* _Aim of the exercise_
Find "like (182, 85)." in the data below; transcribe the line it appears on and each line after it, exactly, to the end, and nothing else.

* _Records for processing_
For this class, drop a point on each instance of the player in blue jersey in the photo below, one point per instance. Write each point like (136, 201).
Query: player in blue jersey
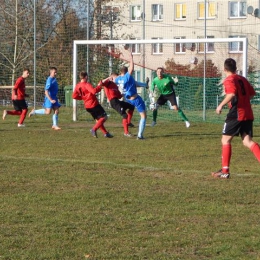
(50, 101)
(127, 84)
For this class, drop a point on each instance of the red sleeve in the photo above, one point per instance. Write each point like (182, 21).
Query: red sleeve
(93, 90)
(230, 86)
(77, 93)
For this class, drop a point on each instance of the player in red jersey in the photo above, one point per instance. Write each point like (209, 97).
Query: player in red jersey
(86, 92)
(18, 98)
(125, 109)
(239, 120)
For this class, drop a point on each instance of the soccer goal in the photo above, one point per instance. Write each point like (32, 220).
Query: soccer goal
(197, 63)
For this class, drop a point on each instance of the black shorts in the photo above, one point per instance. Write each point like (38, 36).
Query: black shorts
(19, 105)
(164, 98)
(97, 112)
(233, 127)
(121, 106)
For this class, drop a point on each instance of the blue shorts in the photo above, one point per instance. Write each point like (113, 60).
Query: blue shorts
(47, 103)
(138, 103)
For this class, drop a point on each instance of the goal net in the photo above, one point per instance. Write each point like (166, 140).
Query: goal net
(197, 63)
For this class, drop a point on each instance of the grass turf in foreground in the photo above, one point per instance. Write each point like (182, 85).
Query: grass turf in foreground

* _Result_
For this class, drop a point on each instance of the grass turf in foreground in the photo above, one point per instance. Write each point like (182, 85).
Query: grass turf in foreground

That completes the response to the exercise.